§ **Required action**:
In the entries below, find the line with "Q: Point to the sky" and the line with "Q: Point to the bus side"; give again those lines and every line between them, exactly.

§ **Point-per-instance localization data**:
--------------------

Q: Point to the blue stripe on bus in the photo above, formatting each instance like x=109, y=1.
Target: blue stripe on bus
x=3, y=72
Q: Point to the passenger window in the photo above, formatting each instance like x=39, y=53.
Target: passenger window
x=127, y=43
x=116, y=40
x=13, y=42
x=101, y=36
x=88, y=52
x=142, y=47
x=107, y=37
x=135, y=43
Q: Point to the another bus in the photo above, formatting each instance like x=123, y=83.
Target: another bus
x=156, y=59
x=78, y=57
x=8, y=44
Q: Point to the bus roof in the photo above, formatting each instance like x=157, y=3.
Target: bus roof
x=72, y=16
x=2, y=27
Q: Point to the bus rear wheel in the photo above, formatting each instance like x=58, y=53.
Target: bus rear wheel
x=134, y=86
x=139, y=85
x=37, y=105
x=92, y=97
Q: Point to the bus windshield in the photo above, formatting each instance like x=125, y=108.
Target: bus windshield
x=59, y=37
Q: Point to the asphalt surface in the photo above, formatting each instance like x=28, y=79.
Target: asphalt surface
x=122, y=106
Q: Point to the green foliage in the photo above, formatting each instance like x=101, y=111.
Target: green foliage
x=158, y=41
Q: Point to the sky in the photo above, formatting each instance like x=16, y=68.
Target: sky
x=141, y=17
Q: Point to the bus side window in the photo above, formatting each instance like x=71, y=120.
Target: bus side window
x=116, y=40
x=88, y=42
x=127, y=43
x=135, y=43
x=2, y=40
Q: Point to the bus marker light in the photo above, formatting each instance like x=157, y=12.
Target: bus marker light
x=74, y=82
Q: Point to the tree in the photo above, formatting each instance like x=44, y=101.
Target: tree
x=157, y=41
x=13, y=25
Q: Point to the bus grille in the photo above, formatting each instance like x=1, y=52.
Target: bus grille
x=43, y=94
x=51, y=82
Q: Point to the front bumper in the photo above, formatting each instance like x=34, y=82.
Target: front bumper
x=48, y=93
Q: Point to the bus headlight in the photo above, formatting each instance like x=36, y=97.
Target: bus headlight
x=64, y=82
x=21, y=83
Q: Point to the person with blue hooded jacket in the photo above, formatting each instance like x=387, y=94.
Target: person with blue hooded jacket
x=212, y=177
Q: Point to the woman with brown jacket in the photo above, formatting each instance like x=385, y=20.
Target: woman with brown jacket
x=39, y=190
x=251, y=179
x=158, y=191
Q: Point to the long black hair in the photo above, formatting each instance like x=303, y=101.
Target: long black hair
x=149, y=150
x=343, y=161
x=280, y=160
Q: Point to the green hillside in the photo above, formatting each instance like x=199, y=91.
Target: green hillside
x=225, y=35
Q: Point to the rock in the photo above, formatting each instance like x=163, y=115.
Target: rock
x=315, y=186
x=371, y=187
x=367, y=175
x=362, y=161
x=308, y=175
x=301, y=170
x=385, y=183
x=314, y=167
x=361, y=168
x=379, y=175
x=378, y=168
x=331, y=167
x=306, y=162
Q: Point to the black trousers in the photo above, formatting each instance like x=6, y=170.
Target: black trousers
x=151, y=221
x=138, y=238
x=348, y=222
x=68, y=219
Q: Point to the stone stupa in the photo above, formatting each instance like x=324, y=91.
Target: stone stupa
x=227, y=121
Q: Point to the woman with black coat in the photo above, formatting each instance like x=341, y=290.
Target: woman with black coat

--------------------

§ **Solved problem**:
Q: Point to the sky in the photo above, formatting each instance like x=16, y=68.
Target: sky
x=141, y=17
Q: Point to the bus side window in the photo above, formatting each instance like x=71, y=120.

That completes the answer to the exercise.